→ **Work required**
Show all lines from the listing below that contain "woman".
——————
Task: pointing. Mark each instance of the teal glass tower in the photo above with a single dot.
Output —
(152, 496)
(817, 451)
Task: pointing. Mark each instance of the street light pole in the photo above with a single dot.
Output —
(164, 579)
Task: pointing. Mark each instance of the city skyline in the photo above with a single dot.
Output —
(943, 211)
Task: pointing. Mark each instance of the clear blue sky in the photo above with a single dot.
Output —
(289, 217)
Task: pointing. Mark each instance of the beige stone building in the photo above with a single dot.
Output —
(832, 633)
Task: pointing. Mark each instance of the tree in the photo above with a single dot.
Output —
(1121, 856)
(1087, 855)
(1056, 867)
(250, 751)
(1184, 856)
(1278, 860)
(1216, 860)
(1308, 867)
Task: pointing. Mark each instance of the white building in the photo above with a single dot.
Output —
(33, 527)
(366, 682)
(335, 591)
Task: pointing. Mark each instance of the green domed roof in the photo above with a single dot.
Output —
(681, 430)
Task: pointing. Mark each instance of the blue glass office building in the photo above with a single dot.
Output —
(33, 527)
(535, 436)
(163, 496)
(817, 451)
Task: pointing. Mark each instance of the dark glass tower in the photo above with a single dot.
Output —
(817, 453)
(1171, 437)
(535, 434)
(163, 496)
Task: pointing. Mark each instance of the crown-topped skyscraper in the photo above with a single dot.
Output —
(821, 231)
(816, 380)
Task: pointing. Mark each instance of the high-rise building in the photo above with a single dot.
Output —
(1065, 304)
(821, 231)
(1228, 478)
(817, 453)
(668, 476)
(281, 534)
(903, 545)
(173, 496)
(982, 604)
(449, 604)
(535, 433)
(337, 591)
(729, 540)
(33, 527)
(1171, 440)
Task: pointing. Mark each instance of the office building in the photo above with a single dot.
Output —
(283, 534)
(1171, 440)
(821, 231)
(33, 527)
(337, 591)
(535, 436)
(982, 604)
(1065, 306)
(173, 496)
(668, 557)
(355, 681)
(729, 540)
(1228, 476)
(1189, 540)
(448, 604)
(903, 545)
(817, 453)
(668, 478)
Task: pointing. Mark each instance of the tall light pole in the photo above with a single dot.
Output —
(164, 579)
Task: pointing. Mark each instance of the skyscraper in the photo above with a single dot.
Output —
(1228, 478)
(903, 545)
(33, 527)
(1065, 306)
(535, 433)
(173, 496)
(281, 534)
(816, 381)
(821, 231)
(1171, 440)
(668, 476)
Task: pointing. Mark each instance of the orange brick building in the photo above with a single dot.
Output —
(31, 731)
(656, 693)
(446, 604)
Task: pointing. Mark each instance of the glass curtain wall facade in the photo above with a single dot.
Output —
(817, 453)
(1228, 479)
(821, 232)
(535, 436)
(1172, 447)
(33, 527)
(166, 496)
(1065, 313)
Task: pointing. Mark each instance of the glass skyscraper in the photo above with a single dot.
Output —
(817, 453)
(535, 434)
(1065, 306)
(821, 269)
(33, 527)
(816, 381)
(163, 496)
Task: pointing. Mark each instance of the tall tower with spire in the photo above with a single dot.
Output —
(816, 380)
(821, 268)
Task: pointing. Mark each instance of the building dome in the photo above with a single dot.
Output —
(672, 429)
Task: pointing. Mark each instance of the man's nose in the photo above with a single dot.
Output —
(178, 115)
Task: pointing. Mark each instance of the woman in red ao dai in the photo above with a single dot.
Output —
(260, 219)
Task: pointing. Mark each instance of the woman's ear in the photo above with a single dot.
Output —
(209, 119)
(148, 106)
——————
→ **Response area**
Task: pointing. Mark each instance of the woman in red ao dai in the photo above with a single dot.
Task: pointing. Mark each instance of the woman's ear in the photo above with a single dot.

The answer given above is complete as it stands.